EXTRAIT:

════

Suivant l'avis de sa commission, la même Chambre a rejeté une initiative parlementaire Borel (ps, NE) proposant l'interdiction d'importer du matériel de guerre provenant des pays où la Suisse n'est pas autorisée à exporter des armes, ainsi que trois initiatives parlementaires — Seiler (pdc, ZH), groupe socialiste, et Spielmann (pdt, GE) —, visant à interdire toute exportation suisse de matériel de guerre. Le débat a donné lieu au clivage traditionnel entre les partis bourgeois et la gauche, soutenue par les écologistes. Toutefois, le postulat proposé par la commission, qui invite le Conseil fédéral à renforcer les règles d'exportation de tout équipement militaire, a été accepté par la chambre basse. Il prévoit d'étendre la loi au matériel civil susceptible de servir à des fins militaires et d'examiner la question de l'élargissement du champ d'application de la loi au matériel de guerre qui ne touche pas le sol suisse
[90].

════

LIGNES:
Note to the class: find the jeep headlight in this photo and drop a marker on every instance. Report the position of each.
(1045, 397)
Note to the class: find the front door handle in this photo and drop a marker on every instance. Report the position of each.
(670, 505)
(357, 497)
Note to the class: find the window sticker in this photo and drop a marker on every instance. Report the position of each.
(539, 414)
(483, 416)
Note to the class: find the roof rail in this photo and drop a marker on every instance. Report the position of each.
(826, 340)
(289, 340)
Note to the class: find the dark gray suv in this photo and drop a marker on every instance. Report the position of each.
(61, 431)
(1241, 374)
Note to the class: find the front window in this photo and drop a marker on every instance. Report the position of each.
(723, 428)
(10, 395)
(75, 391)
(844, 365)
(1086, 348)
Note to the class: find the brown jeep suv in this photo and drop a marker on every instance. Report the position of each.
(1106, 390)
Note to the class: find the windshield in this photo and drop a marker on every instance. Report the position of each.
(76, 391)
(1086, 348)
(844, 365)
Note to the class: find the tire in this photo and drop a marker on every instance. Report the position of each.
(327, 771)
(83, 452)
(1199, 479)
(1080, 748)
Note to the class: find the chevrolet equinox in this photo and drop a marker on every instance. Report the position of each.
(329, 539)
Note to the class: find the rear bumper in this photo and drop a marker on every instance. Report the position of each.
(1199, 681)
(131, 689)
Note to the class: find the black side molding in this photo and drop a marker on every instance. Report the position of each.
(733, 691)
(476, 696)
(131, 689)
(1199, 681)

════

PROBLÈME:
Recopiez mot pour mot l'extrait sur le matériel de guerre, du début à la fin.

RÉPONSE:
Suivant l'avis de sa commission, la même Chambre a rejeté une initiative parlementaire Borel (ps, NE) proposant l'interdiction d'importer du matériel de guerre provenant des pays où la Suisse n'est pas autorisée à exporter des armes, ainsi que trois initiatives parlementaires — Seiler (pdc, ZH), groupe socialiste, et Spielmann (pdt, GE) —, visant à interdire toute exportation suisse de matériel de guerre. Le débat a donné lieu au clivage traditionnel entre les partis bourgeois et la gauche, soutenue par les écologistes. Toutefois, le postulat proposé par la commission, qui invite le Conseil fédéral à renforcer les règles d'exportation de tout équipement militaire, a été accepté par la chambre basse. Il prévoit d'étendre la loi au matériel civil susceptible de servir à des fins militaires et d'examiner la question de l'élargissement du champ d'application de la loi au matériel de guerre qui ne touche pas le sol suisse
[90].